• Set problem: Could you carry on the Led Zeppelin lyrics post below, picking up right after its final sentence?

-------- Page text --------

There was a time when I considered Led Zeppelin to be gods. Most people my age went through that phase. We quoted lyrics left and right and debated the meaning behind each song. Plant and Page were geniuses, deep thinkers, philosophers.

Yea, right. What passes for deep thinking to a 14 year old mesmerized by heavy guitars and pounding rythms and Robert Plant's hair turns into foolishness and pretension when you take away the haze of few joints and flights of teenage fancy.

Yes, I just blockquoted myself. Had to give you the context.

Anyhow, it seems that I am not the only who searched for meaning within those words. Nor am I the only one who received flame upon flame for daring to take the name of the lord god Robert Plant in vain (see what happened when I posted the Zeppelin article on Blogcritics).

Michael Klassen interpreted the lyrics to that "greatest song every created in history bar none and if you say it's not true I'll stab you with a fork," Stairway to Heaven.

Klassen decided that Stairway is an ode to shoddy construction work on Jimmy Page's castle and I must say, he makes a convincing argument.

-------- Supplied entries --------

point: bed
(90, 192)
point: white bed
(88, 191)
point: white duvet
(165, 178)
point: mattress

--------

• Answer for this exercise:
I can't believe that Zeppelin's fans are still so numerous and so rabid in their loyalty that they write hate letters to people who disagree with their taste. I mean, they were a good band - I loved them once upon a time, and yes I had teenage girl dreams about Robert Plant. But all these years later my passion has diminished as I realize I was being had by the greatest lyrical con-artists in history.

A letter sent to Kassen:

i find your interpretation of stairway to heaven absolutely sickening. i did not bother to read the entire thing, because i was so disgusted by it. can you not appreciate anything? it is people like you that destroyed this song. it is the most powerful message ever sent in a song, and you have reduced it to nothing.

You really need to read the rest of these letters. I'm sure some of the writers are the same people who berated me on Blogcritics.

Well, that was my enjoyment for the day. Laughing at people who take something like that so seriously.

It's not as if they were talking about Mike Patton, you know.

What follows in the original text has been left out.